Legal Issues Around Informal Labour in West African Tailoring Hubs
- The Fashion Law Institute Africa
- Apr 29
- 4 min read

As global interest in African fashion continues to surge, so too does the urgency of examining the legal and ethical structures underpinning production in West African tailoring hubs. Cities like Lagos, Accra, and Dakar have long been home to rich traditions of tailoring and textile work, often operating in the informal sector. This article explores the legal ambiguities between informal production, artisan work, and exploitative labour. It argues that without a legal rethinking of how labour is defined, valued, and protected in these settings, the fashion boom risks perpetuating new forms of inequality under the banner of “cultural appreciation.”
Between Recognition and Regulation
In the heart of Lagos' bustling Yaba market, rows of tailors bend over machines, cutting, sewing, and finishing garments for clients ranging from local brides to diaspora clients ordering via Instagram. Similar scenes unfold in Accra’s Makola Market and Dakar’s Medina district. A plethora of these tailoring hubs serve as the backbone of West African fashion brands.
While African fashion designers are being celebrated on global stages, little attention is given to the systems that support their supply chains. The informal sector, once dismissed as marginal, is now central to Africa’s fashion narrative. However, this rise in visibility has not been accompanied by a corresponding legal reckoning. As a result, West Africa’s tailoring economy sits in a legal vacuum: visible, valuable, but vulnerable.
Mapping the Informal Labour Economy in Fashion: What Makes Labour Informal?
Informal labour refers to economic activities that are not regulated or protected by the state. Workers often lack contracts, social protections, pension schemes, and enforceable rights. In West Africa, tailoring is predominantly informal: tailors often rent stalls, own a single sewing machine, employ apprentices, and cater to a local or regional clientele.

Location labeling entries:
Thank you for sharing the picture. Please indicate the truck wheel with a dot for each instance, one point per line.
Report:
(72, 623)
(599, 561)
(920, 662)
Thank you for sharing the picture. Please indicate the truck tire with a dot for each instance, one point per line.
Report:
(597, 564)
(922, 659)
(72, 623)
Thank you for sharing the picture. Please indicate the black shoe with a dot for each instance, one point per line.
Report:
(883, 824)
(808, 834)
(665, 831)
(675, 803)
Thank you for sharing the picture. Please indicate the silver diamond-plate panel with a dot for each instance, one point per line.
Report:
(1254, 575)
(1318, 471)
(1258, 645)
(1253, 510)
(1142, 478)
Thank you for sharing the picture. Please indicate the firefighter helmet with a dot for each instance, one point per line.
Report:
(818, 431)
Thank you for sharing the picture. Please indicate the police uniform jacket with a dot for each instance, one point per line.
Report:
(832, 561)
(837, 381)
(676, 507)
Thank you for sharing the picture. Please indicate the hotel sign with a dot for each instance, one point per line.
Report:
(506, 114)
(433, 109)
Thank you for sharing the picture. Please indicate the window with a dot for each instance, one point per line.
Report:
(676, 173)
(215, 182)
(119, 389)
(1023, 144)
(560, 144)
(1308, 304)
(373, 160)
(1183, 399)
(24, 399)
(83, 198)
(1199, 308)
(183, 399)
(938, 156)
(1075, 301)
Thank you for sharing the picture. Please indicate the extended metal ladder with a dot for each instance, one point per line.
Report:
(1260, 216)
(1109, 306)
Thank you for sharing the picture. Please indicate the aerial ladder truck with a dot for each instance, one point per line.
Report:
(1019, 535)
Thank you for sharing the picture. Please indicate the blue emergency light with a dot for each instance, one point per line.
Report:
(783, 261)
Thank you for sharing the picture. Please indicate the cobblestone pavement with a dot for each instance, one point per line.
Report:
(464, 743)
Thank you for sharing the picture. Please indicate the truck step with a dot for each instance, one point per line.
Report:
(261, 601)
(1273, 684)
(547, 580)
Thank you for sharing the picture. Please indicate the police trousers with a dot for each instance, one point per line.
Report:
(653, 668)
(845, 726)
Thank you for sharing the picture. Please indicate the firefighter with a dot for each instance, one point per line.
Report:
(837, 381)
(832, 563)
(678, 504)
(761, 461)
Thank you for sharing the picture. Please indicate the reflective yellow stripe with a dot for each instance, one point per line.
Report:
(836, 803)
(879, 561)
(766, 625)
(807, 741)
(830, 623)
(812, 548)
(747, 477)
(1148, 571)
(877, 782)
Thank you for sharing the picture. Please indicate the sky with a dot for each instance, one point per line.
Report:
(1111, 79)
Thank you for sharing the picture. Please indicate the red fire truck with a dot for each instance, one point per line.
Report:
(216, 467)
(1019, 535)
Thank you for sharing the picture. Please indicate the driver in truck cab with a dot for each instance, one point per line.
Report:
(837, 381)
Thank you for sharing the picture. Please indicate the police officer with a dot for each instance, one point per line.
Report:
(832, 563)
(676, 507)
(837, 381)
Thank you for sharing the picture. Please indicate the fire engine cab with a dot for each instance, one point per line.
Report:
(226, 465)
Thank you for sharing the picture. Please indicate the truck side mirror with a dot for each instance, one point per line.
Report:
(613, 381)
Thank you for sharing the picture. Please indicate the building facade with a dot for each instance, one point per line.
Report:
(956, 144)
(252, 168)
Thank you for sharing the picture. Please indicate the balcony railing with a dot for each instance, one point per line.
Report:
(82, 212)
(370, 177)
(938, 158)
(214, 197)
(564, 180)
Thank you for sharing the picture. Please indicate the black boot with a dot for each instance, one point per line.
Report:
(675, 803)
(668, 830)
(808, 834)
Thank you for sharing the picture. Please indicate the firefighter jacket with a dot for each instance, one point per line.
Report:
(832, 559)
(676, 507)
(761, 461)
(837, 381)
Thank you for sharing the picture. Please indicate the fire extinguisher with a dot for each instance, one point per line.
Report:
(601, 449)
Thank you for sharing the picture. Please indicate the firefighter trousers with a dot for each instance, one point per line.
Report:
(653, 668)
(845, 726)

THE TASK =
Please pull out everything from "While African fashion" down to "Makes Labour Informal?" in the article on informal tailoring labor, copying it word for word.

RESULT FOR THIS TASK =
While African fashion designers are being celebrated on global stages, little attention is given to the systems that support their supply chains. The informal sector, once dismissed as marginal, is now central to Africa’s fashion narrative. However, this rise in visibility has not been accompanied by a corresponding legal reckoning. As a result, West Africa’s tailoring economy sits in a legal vacuum: visible, valuable, but vulnerable.
Mapping the Informal Labour Economy in Fashion: What Makes Labour Informal?